### [Page extract]
Our recent infatuation with sky-high balloons is an old story in the Northwest. Matching the current Chinese deployment of weather or intelligence balloons over North America are attempts by the 1940s Japanese military government to inflict harm and alarm along America’s West Coast, using low-cost giant balloons.
In 1944, Europe was enveloped in attacking and retreating armies. France experienced a Normandy invasion by mostly American and British troops, while Italy was simultaneously stunned by the American Fifth Army. At the same time, the Philippine Islands experienced a clash of Japanese and American forces.
All the allies had been provided weapons and supplies by American industry, and much of this war materiel had been manufactured in the West Coast states of California, Oregon, and Washington. More than 100,000 people were employed in defense work in the Seattle area alone – a true “Arsenal of Democracy.” This activity caused Japan to see our West Coast as “fair game” for enemy retaliation. The earlier attack on Pearl Harbor, Hawaii, was evidence that the American Pacific was vulnerable.
Although steps were taken by U.S. Forces to defend the West Coast, these efforts were marginal. By March 1942, harbor and anti-aircraft defenses were in place, while the U.S. Air Force patrolled the lengthy and varied coastlines of Oregon and Washington. Specific defense measures were taken along the major waterways of the Pacific Northwest, mainly the Columbia River delta and the Strait of Juan de Fuca.

### [Supplied data]
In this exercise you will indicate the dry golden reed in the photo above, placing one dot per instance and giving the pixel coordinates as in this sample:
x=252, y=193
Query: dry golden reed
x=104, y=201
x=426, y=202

### [Task set]
1. Answer these about the Northwest balloon history, one line each:
(a) How many people were employed in defense work in the Seattle area?
(b) By what month and year were harbor and anti-aircraft defenses in place?
(c) Which army stunned Italy in 1944?
2. Please list every West Coast state named in the Northwest balloon history.

### [Results for the exercise]
1.
(a) More than 100,000
(b) March 1942
(c) The American Fifth Army

2. California, Oregon, Washington